Not only drunken teenagers!

I arrived at work on Saturday to let a handyman in and opened the doors, walked to the alarm panel and my mind went totally blank. I just said to the guy, get out, it's about to get very noisy. Most embarrassing :-)

Reply to
Bill

I once left too many internal doors open the same time when working in one house. That set the silent alarm off and the police arrived.

Reply to
ARW
8<

I never make stuff up. You can go and find out which yourself, I don't intend to help you with more robberies.

Reply to
dennis

Apart from geographical locations in Germany ?

Reply to
ARW

When I've worked for small companies where the last one out has to set the alarm, I've seen the same thing happen 3 times...

2nd-last person in the office goes into the loo. Last person gets up to leave, realises there's no one else there, sets the alarm, and leaves. Other person comes out the loo, and all hell breaks loose... At one place, if that person wasn't a keyholder or had not taken their keys with them to the loo, they were now stuck locked in a hallway, and unable to get to the alarm to stop it. Just had to wait for the police and then a keyholder to come back.

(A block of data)
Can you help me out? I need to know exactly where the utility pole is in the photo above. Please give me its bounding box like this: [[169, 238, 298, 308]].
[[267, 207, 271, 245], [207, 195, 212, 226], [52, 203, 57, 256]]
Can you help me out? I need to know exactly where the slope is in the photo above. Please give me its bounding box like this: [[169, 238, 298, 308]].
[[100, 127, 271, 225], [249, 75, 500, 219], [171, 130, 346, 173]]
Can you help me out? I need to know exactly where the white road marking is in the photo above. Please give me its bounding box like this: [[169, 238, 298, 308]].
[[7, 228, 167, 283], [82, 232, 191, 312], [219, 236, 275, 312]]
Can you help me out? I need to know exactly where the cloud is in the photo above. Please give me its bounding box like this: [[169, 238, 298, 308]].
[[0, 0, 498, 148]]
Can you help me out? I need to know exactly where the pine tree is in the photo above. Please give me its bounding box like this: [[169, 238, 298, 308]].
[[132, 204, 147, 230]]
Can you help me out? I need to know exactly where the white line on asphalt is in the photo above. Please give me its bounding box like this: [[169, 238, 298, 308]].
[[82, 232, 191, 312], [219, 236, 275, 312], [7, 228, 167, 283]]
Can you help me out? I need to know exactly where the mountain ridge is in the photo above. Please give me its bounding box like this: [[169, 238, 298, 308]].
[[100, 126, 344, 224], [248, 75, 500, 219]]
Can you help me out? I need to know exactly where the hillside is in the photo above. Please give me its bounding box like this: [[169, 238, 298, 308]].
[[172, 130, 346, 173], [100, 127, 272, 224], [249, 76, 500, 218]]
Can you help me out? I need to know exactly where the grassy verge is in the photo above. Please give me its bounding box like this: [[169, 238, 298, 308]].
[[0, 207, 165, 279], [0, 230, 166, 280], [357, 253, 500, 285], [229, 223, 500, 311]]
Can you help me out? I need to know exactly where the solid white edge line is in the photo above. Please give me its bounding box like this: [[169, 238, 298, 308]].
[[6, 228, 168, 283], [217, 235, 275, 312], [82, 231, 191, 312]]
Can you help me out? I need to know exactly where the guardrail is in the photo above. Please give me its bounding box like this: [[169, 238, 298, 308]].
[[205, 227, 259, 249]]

[REQUIREMENTS] Extend the forum thread about accidentally setting off burglar alarms, picking up after its final post.

[EXERCISE OUTPUT]
Had a couple shortly after I'd fitted my alarm...

I was away in the US for a few weeks. Alarm goes off after a couple of weeks with movement detected in the living room. It turns out that a large pot plant (almost the height of the ceiling) used up the last trace of water in the soil, and the pot became too lightweight to keep the plant standing, so the whole thing fell over.

Another one was movement detected on the landing when I wasn't there. It happened a few times without me knowing what it was, until I correlated it with something else - it was always 15 minutes after I remoted switched the heating on. Turned out that the updraft from the downstairs hall radiator was causing the pendant light on the landing to start moving in the draft. Fixed it by swapping the pendant for a fixed chromed tube light mounting.

These are the sort of thing to get sorted before you enable the external sounder.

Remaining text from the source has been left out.